## [TASK GOAL]
Look for "floor" in the records and copy every line that has it.

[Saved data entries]
'''
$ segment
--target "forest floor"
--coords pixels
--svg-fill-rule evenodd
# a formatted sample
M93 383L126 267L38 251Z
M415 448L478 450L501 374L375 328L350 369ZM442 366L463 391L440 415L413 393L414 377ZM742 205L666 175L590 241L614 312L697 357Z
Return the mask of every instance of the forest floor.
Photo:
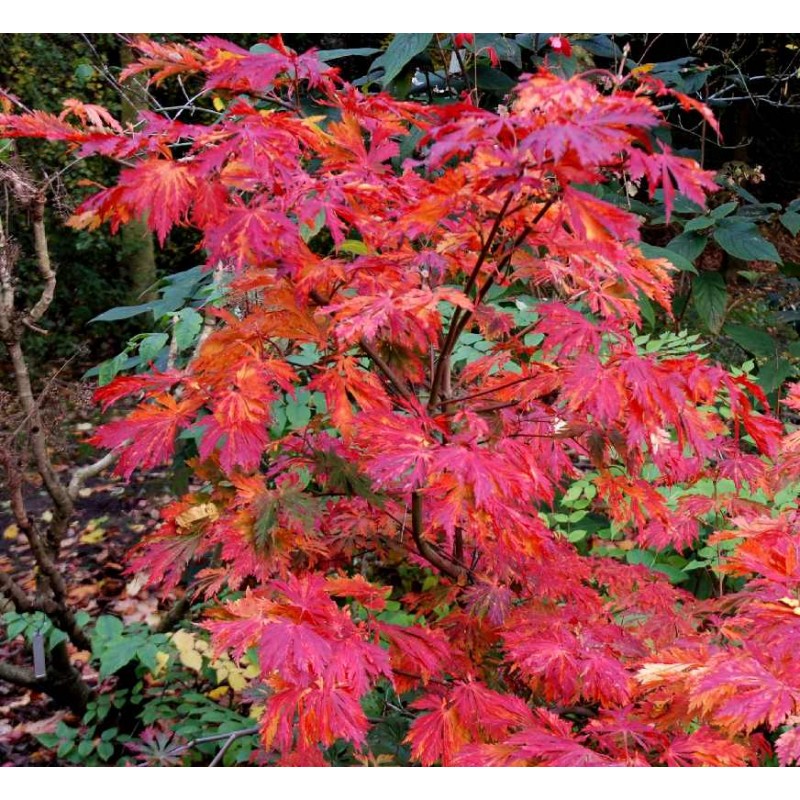
M79 433L85 433L87 424L77 425L84 429ZM46 521L47 495L28 488L29 513ZM129 484L105 475L81 490L75 519L62 541L59 564L67 577L74 610L92 617L113 614L126 623L157 621L158 600L142 587L141 579L126 573L126 558L156 525L159 507L170 496L165 476L153 474L134 476ZM12 574L26 589L32 588L35 577L30 549L1 496L0 570ZM7 610L0 607L0 611ZM89 653L74 652L73 656L90 685L96 684ZM30 651L21 636L12 641L0 637L0 660L30 666ZM42 747L36 735L54 732L61 720L77 722L46 695L0 682L0 766L57 765L55 753Z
'''
## [FINISHED TASK]
--target "forest floor"
Return the mask of every instance of the forest floor.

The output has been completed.